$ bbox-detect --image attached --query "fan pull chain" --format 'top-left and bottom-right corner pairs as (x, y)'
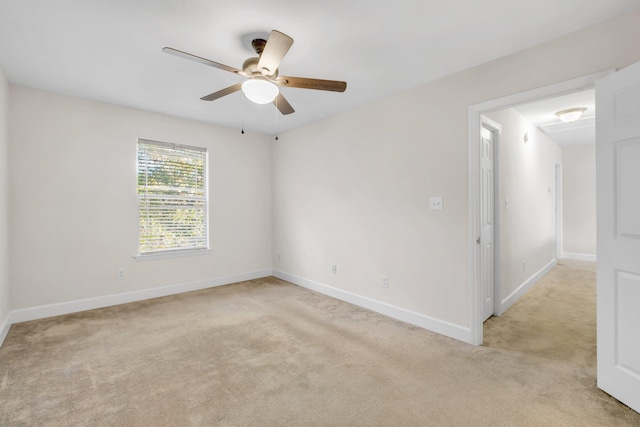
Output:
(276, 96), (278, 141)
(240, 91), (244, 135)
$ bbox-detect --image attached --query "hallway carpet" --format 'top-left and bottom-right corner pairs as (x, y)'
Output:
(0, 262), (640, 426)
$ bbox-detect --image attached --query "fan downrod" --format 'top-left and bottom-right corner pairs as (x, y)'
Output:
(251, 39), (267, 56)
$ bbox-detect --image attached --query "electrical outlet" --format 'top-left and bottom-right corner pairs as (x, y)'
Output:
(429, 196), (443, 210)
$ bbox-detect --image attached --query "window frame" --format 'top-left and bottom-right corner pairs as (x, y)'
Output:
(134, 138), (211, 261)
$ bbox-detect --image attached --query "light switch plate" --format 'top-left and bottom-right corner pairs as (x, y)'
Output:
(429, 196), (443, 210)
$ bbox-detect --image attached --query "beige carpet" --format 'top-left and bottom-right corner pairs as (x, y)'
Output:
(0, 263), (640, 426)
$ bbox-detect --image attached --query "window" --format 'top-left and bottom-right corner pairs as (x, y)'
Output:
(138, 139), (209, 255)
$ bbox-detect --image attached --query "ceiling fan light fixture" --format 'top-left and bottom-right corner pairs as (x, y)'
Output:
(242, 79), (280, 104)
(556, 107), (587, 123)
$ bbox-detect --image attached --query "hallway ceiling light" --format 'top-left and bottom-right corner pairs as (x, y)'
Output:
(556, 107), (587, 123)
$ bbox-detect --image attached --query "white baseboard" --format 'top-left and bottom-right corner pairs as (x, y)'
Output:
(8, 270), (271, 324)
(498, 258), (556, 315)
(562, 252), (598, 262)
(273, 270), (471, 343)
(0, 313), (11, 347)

==

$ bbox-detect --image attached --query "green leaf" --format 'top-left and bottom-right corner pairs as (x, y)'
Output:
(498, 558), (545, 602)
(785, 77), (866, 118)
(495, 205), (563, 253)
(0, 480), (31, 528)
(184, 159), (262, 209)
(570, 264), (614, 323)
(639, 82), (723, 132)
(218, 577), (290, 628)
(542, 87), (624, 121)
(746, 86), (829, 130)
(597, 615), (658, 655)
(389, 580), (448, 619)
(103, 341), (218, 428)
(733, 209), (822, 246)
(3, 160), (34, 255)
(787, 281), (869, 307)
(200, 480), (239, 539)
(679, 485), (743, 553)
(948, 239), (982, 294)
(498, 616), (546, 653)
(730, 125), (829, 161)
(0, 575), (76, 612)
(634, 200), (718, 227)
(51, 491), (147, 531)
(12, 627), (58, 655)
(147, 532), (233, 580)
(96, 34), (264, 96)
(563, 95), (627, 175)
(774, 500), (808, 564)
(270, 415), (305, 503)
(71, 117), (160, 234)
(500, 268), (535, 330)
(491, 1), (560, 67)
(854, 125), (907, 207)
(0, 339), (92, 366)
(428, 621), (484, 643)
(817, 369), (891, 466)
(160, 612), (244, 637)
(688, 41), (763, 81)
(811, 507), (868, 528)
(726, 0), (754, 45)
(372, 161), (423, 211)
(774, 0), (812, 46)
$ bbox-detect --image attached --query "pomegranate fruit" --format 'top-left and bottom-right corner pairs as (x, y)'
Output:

* * *

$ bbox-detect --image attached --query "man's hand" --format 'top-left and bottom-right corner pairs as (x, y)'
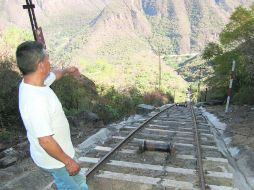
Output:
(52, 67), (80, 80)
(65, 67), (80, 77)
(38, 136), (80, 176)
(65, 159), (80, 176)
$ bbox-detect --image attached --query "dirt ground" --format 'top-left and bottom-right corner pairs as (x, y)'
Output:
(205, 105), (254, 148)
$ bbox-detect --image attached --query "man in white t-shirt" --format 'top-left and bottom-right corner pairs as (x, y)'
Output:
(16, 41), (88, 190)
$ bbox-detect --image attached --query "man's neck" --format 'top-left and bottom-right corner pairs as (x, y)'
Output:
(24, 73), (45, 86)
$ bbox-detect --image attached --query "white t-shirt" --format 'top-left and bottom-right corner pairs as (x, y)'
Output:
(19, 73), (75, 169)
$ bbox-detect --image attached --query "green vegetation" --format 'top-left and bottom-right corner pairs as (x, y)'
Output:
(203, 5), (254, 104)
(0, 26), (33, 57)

- [What you will do]:
State how many lines of the data contain the string "shirt", counting only matches with the same case, and give only the number.

- [Answer to the task]:
2